Can you find every line in the items below that contains the string "grassy" and copy each of those lines out?

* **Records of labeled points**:
########

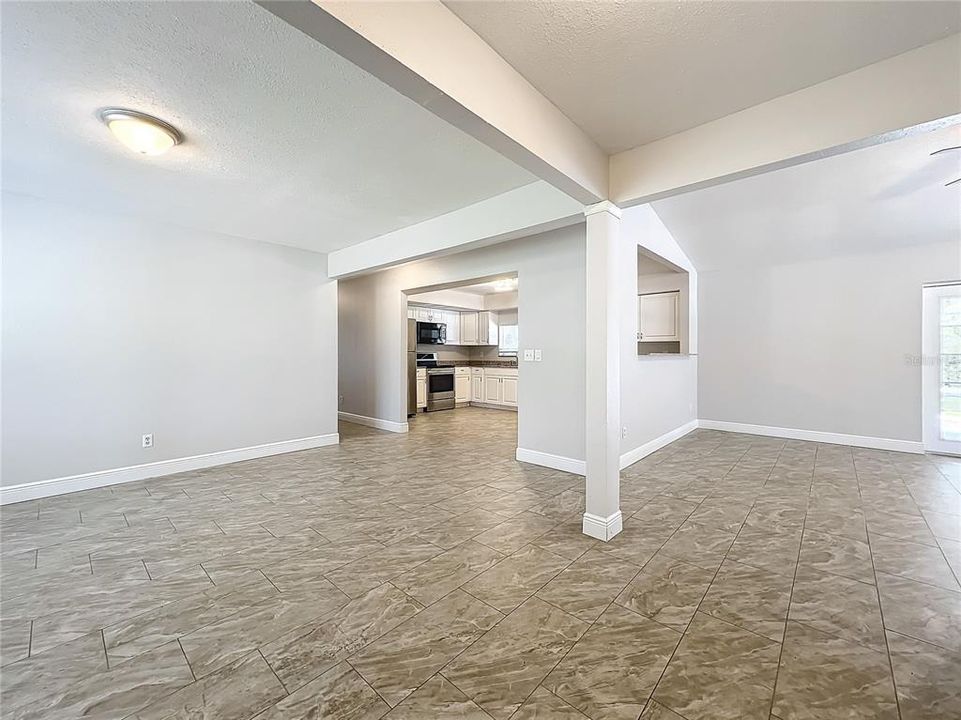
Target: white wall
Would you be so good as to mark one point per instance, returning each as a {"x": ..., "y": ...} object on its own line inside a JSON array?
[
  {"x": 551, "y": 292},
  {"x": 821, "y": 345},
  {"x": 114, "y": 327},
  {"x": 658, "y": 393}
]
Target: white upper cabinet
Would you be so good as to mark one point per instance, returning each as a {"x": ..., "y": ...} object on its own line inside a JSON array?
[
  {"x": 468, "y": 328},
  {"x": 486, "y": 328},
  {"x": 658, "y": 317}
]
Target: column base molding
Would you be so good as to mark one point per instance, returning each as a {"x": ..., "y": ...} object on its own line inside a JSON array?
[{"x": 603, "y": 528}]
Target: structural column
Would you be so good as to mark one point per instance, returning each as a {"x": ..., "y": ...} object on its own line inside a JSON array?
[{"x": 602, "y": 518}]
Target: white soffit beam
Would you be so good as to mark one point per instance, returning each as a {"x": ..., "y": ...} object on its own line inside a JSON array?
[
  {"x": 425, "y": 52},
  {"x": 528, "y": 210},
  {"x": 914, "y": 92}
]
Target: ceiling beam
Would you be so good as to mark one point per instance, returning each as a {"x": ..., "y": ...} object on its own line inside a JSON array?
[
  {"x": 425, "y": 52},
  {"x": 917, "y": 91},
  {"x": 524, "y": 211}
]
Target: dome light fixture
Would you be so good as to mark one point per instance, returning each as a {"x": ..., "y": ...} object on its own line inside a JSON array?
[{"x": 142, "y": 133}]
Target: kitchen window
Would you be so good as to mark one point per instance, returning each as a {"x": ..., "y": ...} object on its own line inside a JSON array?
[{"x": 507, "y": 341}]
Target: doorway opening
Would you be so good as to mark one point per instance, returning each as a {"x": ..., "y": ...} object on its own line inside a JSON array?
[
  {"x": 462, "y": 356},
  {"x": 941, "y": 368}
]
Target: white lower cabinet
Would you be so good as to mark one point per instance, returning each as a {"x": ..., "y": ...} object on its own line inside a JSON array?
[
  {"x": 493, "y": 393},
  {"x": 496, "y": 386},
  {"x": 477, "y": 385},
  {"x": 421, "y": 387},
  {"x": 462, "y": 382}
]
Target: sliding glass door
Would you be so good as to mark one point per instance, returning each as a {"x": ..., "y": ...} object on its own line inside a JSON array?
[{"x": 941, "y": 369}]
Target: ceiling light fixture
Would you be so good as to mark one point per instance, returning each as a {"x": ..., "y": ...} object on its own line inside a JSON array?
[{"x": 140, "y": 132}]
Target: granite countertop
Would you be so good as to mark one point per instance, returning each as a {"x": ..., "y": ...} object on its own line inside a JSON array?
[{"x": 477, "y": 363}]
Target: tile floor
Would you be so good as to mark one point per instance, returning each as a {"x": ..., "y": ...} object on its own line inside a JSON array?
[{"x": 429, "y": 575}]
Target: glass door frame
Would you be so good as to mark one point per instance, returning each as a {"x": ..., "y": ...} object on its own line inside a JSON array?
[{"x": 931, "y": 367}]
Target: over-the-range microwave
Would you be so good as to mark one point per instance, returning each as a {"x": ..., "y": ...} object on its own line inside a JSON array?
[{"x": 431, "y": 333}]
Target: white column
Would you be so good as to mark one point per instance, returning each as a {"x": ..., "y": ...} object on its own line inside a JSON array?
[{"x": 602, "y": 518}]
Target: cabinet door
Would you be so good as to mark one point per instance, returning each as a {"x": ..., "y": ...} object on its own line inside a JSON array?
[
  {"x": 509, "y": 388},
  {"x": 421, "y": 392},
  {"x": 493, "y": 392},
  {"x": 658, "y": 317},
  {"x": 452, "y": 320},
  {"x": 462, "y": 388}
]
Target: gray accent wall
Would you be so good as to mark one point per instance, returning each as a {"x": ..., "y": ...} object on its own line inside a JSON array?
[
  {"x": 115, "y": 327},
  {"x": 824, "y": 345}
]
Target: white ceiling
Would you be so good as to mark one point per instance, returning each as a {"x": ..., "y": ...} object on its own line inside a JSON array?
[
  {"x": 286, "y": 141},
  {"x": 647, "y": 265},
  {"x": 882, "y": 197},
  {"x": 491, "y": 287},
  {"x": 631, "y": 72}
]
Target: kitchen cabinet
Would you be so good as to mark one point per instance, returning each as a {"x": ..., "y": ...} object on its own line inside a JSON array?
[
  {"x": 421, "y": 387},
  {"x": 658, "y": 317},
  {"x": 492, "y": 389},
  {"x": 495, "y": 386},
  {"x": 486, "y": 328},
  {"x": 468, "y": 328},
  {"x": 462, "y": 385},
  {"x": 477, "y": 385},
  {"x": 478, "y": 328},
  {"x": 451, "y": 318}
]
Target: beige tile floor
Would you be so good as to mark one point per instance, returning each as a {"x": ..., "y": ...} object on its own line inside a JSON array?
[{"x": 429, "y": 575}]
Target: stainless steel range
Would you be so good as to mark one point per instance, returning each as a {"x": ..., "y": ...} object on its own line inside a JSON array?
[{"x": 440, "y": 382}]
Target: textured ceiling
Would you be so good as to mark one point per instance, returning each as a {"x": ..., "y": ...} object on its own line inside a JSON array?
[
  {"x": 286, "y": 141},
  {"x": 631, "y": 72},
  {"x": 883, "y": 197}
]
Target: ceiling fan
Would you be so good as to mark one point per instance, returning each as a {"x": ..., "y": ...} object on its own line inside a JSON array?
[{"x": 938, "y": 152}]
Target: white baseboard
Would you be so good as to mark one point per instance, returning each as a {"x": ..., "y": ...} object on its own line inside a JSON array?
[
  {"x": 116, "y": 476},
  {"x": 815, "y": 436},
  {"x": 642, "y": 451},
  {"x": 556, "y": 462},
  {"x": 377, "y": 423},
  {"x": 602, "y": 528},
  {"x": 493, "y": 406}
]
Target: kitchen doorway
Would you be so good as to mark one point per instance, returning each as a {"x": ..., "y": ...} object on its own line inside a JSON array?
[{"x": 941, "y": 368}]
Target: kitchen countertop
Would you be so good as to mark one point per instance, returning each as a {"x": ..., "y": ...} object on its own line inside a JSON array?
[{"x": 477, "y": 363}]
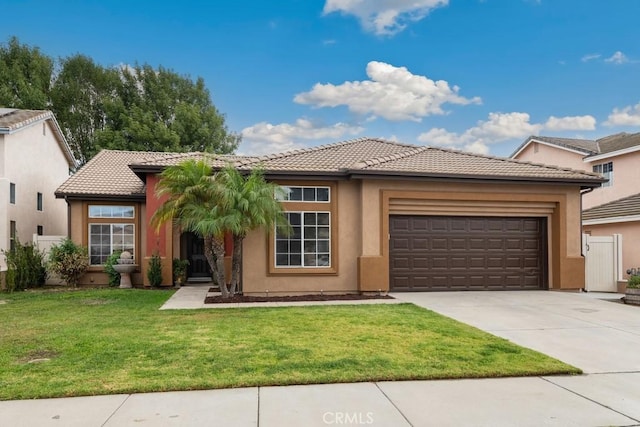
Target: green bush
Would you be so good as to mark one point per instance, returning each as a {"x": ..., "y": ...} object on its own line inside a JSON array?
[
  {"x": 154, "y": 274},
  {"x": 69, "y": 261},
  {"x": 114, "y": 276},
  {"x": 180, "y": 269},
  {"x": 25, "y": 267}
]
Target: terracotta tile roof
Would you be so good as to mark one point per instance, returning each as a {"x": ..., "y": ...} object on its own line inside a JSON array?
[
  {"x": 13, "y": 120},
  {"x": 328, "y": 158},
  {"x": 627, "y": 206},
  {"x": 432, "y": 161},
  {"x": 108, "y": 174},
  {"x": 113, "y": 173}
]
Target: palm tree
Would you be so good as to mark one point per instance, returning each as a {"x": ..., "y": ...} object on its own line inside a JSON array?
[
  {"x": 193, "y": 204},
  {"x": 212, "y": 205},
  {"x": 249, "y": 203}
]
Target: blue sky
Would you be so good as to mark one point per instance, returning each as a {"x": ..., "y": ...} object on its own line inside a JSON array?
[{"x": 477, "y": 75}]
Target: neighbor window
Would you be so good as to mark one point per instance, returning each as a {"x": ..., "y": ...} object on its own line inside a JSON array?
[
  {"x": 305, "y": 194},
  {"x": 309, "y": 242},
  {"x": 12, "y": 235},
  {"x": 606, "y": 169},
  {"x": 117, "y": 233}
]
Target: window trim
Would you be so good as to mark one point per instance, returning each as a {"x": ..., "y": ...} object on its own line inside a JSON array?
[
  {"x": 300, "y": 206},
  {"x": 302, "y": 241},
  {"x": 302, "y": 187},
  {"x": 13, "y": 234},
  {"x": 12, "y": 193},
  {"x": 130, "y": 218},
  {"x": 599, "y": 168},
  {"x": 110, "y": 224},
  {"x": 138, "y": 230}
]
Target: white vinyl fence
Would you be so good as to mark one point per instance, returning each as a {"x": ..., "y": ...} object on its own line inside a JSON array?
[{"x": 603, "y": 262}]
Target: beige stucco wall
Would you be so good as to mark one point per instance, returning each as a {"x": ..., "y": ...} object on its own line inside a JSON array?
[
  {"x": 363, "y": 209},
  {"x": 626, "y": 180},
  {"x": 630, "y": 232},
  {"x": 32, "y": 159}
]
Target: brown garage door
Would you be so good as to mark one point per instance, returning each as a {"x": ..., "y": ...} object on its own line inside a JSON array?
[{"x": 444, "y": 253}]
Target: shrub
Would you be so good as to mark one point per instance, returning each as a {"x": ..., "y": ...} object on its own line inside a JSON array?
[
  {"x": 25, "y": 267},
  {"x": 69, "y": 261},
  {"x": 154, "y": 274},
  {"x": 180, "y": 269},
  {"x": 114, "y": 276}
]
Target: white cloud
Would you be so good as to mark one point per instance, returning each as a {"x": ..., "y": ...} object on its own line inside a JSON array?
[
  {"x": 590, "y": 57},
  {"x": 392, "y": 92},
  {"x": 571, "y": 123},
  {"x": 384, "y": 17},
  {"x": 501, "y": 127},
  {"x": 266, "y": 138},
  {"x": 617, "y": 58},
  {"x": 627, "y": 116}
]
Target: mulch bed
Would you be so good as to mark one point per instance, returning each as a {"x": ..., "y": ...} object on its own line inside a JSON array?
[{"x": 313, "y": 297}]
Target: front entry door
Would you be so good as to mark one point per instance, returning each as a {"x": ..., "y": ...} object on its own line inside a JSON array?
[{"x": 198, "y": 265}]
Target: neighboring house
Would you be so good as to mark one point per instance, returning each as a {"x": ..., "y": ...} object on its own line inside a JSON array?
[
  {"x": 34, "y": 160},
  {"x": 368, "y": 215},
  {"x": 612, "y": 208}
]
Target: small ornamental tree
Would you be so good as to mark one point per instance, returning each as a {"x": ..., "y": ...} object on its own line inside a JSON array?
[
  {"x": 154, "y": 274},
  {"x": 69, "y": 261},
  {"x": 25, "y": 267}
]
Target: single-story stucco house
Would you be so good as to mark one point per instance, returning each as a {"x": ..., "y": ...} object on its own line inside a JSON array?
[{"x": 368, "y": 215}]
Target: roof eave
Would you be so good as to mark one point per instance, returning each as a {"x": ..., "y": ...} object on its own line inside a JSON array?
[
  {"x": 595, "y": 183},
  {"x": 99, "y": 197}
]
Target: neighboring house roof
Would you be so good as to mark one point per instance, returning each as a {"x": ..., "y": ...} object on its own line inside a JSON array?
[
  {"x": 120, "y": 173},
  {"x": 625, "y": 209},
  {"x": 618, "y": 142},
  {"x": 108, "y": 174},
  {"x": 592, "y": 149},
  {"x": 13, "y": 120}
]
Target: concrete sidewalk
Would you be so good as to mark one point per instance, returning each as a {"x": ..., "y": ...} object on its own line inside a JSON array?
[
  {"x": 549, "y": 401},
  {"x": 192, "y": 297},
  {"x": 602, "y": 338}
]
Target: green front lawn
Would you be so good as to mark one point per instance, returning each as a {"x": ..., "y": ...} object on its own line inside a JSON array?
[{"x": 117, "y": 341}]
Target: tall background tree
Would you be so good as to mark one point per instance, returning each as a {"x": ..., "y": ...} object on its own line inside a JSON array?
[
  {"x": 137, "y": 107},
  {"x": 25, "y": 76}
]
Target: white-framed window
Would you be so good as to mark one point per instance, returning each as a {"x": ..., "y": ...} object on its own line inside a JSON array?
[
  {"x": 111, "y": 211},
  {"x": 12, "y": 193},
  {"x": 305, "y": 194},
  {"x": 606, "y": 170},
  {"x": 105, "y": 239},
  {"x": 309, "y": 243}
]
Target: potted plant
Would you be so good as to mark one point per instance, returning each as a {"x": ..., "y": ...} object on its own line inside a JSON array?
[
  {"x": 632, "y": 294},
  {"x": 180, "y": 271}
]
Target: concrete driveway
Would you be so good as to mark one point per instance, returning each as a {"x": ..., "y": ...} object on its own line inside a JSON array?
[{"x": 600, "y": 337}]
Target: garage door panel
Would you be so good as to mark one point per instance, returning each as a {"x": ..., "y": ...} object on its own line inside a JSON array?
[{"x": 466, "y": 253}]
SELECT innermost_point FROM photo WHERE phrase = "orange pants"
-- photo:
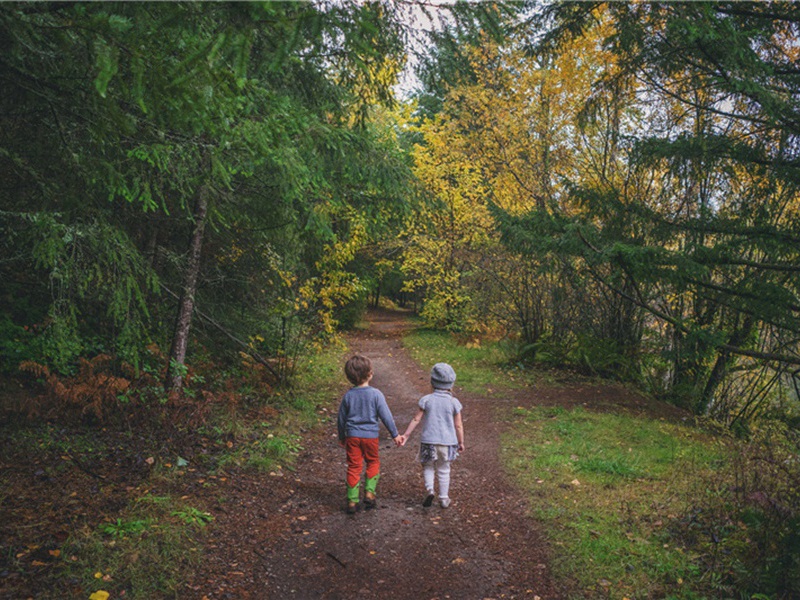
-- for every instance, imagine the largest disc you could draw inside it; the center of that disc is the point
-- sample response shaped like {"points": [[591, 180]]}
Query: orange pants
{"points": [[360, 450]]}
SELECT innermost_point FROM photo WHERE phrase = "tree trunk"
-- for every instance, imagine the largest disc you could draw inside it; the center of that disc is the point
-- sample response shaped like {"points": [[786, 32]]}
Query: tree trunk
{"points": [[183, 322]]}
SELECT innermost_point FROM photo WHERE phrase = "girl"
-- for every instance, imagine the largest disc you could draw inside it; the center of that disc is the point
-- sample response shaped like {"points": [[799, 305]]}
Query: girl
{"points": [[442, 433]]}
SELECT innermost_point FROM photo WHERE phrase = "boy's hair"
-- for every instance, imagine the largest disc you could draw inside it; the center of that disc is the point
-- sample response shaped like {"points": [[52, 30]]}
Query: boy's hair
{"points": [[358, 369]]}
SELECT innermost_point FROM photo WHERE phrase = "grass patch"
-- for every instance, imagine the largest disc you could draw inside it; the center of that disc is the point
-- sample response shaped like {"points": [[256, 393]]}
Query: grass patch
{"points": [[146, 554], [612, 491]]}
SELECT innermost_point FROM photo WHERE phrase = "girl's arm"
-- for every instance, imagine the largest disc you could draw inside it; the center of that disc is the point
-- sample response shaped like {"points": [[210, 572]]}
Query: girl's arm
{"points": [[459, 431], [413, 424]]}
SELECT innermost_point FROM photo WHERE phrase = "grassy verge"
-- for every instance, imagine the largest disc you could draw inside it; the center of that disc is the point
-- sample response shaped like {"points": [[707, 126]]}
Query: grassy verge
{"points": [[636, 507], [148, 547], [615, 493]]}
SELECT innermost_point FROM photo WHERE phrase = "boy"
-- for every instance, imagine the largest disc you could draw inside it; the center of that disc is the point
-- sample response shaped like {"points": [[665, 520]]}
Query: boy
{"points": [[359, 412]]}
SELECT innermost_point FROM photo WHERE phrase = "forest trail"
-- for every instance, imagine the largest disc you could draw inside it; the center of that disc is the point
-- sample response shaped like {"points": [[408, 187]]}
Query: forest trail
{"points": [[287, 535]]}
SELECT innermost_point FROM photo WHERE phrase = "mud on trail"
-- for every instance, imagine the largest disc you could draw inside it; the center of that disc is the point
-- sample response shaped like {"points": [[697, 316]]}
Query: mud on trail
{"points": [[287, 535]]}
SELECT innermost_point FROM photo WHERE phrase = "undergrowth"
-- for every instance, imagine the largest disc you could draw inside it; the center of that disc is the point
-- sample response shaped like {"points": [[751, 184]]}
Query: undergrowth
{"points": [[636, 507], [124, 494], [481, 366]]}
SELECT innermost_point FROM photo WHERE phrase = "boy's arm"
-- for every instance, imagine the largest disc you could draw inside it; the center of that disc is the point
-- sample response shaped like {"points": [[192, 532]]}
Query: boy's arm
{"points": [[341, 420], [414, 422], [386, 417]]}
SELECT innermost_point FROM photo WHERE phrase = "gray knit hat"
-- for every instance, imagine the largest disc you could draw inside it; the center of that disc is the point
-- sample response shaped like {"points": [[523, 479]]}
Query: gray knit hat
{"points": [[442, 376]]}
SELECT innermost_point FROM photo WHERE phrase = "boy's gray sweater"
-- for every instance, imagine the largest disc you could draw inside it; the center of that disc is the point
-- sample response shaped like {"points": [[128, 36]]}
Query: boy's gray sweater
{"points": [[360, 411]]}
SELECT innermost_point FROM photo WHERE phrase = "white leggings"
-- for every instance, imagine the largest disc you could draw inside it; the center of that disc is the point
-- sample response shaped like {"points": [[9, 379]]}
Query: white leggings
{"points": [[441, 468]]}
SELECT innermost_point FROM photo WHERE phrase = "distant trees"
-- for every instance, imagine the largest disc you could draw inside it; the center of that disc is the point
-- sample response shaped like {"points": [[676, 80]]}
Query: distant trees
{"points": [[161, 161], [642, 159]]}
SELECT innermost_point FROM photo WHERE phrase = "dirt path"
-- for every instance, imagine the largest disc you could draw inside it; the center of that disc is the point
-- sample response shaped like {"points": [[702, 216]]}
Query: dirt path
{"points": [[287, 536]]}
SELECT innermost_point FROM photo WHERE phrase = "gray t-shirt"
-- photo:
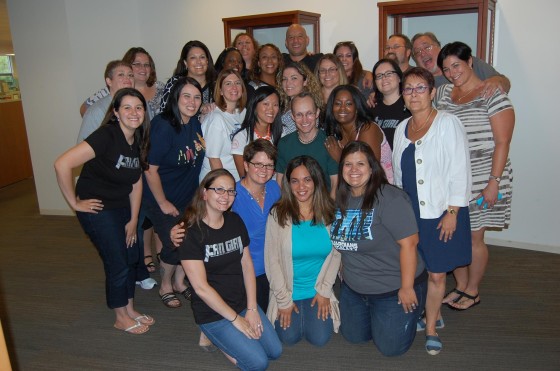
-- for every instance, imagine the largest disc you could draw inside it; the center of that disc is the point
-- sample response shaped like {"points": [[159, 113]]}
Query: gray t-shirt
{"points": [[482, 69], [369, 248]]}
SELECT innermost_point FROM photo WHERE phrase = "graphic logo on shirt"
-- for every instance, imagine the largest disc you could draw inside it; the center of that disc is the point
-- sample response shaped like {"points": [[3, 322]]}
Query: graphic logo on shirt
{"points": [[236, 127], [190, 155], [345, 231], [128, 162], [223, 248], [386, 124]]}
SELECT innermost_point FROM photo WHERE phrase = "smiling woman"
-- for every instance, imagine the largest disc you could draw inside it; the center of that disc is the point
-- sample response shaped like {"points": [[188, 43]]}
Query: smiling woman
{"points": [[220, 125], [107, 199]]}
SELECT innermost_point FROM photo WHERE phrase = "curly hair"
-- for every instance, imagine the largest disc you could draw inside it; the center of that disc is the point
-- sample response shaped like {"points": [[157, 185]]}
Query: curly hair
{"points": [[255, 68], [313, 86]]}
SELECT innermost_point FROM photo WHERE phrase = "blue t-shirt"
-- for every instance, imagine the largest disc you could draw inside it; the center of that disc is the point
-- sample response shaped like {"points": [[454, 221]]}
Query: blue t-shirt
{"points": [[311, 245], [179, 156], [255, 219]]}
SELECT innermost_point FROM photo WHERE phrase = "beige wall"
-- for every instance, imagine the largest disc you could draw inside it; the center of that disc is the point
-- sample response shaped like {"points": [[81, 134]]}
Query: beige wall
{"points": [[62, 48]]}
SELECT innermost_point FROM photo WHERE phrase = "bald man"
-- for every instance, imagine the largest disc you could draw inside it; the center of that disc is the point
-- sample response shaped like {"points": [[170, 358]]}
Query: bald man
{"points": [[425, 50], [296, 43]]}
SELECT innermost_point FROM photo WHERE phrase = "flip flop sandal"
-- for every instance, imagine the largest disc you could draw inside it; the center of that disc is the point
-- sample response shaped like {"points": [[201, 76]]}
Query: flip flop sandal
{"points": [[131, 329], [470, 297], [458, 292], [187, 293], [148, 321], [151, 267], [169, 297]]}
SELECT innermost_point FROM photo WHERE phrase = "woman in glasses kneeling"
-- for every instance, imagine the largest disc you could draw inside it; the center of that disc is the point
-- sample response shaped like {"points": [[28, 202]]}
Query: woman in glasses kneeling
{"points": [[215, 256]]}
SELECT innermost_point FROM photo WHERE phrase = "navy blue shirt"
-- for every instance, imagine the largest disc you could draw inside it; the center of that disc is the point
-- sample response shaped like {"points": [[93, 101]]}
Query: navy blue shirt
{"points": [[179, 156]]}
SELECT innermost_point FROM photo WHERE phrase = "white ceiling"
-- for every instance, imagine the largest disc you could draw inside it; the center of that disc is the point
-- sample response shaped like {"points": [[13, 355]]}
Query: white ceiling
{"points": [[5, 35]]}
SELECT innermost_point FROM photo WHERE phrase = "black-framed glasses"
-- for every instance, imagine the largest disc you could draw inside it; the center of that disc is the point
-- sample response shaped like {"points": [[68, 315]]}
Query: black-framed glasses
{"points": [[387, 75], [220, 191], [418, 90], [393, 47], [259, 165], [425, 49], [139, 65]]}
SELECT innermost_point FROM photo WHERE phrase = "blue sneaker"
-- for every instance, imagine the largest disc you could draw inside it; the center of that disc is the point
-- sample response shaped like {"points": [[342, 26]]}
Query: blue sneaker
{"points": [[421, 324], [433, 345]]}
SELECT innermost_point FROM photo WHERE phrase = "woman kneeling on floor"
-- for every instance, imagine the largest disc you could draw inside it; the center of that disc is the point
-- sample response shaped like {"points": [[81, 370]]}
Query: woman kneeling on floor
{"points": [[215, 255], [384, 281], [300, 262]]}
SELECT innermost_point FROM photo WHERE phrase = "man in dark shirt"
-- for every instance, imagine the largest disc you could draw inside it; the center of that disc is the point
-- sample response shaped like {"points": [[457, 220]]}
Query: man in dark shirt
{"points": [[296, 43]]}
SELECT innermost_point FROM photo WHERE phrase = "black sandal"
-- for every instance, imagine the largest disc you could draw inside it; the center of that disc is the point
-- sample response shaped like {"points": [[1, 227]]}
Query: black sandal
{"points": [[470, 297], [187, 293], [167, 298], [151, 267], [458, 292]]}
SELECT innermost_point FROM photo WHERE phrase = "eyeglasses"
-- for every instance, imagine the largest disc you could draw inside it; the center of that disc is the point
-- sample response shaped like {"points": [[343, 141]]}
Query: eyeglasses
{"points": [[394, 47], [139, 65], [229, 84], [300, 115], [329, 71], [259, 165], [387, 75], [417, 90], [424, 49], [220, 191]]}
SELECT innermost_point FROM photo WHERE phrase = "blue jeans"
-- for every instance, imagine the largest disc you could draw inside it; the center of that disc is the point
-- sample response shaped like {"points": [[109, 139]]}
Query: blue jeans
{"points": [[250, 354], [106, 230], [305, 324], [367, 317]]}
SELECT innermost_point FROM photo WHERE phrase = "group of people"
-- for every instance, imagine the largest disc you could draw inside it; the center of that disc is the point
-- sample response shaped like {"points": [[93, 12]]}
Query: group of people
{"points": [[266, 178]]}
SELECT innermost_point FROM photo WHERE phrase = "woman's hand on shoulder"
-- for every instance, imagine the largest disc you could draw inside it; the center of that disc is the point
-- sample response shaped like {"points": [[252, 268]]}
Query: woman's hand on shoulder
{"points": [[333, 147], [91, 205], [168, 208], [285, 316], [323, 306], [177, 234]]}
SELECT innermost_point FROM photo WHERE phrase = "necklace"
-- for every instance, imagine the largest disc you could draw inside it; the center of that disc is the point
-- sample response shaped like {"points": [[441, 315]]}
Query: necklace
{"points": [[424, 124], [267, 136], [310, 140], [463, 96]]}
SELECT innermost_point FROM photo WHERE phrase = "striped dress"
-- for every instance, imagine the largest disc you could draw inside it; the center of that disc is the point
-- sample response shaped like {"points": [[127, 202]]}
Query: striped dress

########

* **Solution to this problem**:
SELECT innermost_point FROM photo WHERE phrase = "grassy verge"
Query: grassy verge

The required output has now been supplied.